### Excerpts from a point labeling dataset

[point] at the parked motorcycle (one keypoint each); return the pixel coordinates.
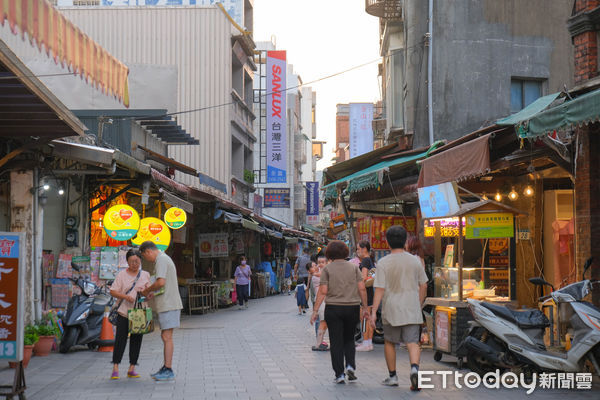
(513, 340)
(82, 320)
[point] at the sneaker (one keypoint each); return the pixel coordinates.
(351, 373)
(132, 374)
(160, 371)
(166, 375)
(414, 381)
(390, 381)
(364, 347)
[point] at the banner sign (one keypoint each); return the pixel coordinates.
(276, 117)
(277, 198)
(235, 8)
(121, 222)
(439, 200)
(312, 203)
(11, 295)
(155, 230)
(213, 245)
(175, 218)
(490, 225)
(361, 129)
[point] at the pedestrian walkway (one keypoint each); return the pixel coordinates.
(260, 353)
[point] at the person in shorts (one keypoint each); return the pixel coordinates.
(401, 287)
(167, 305)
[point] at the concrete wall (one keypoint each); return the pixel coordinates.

### TASK TO COMPLETE
Can you recast every line of the entries above as a numbered list, skipping any blank lines and leaving the pictures out?

### OUTPUT BELOW
1. [point] at the parked motorcycle (one keypoint each); return the pixel coordinates.
2. (513, 340)
3. (82, 320)
4. [point] at the sneaker (one keypoint each); return the pixel coordinates.
5. (351, 373)
6. (132, 374)
7. (160, 371)
8. (166, 375)
9. (414, 381)
10. (390, 381)
11. (364, 347)
12. [point] at the banner sign (one keypoint each); return the pixel coordinates.
13. (276, 117)
14. (277, 198)
15. (235, 8)
16. (121, 222)
17. (439, 200)
18. (312, 203)
19. (11, 295)
20. (155, 230)
21. (213, 245)
22. (175, 218)
23. (490, 225)
24. (361, 129)
25. [point] at the pedestrian walkway (one keypoint each); return the pixel coordinates.
26. (260, 353)
27. [point] at the person in shorts (one keypoint each); return the pixel coordinates.
28. (401, 287)
29. (167, 305)
30. [point] at the concrete wall (one keypoint each); return the pixel coordinates.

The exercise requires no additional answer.